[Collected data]
>>
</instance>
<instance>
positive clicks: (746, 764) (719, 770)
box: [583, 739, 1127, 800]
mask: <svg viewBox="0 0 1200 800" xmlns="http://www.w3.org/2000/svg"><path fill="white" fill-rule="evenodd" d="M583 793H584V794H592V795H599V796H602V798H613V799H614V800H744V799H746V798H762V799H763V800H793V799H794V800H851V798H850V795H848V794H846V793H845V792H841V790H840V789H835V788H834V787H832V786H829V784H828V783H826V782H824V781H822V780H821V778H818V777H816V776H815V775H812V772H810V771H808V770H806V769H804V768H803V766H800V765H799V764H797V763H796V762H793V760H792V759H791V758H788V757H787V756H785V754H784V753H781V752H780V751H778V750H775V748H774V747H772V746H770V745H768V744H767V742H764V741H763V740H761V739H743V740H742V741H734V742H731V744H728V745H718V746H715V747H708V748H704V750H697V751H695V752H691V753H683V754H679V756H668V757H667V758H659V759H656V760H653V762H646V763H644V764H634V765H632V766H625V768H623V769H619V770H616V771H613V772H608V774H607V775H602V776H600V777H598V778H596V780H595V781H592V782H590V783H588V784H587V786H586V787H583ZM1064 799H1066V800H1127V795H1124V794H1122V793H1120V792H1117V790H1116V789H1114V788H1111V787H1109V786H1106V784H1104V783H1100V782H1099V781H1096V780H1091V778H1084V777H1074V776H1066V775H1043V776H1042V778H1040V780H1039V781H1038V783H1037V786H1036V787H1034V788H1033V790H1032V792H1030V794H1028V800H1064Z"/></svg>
<<
## WHAT YOU NEED TO DO
All entries shown above should be printed again exactly.

## RESPONSE
</instance>
<instance>
positive clicks: (746, 764) (719, 770)
box: [583, 739, 1127, 800]
mask: <svg viewBox="0 0 1200 800" xmlns="http://www.w3.org/2000/svg"><path fill="white" fill-rule="evenodd" d="M583 793H584V794H592V795H599V796H602V798H613V799H614V800H744V799H746V798H762V799H763V800H793V799H794V800H851V798H850V795H848V794H846V793H845V792H841V790H840V789H835V788H834V787H832V786H829V784H828V783H826V782H824V781H822V780H821V778H818V777H816V776H815V775H812V772H810V771H808V770H806V769H804V768H803V766H800V765H799V764H797V763H796V762H793V760H792V759H791V758H788V757H787V756H785V754H784V753H781V752H780V751H778V750H775V748H774V747H772V746H770V745H768V744H767V742H764V741H763V740H761V739H743V740H742V741H734V742H731V744H728V745H718V746H715V747H708V748H704V750H697V751H695V752H691V753H683V754H679V756H668V757H667V758H659V759H656V760H653V762H646V763H644V764H634V765H632V766H625V768H623V769H619V770H616V771H613V772H608V774H607V775H602V776H600V777H598V778H596V780H595V781H592V782H590V783H588V784H587V786H586V787H583ZM1064 799H1066V800H1127V795H1124V794H1122V793H1120V792H1117V790H1116V789H1114V788H1111V787H1109V786H1106V784H1104V783H1100V782H1099V781H1096V780H1091V778H1084V777H1074V776H1066V775H1043V776H1042V778H1040V780H1039V781H1038V783H1037V786H1036V787H1034V788H1033V790H1032V792H1030V794H1028V800H1064Z"/></svg>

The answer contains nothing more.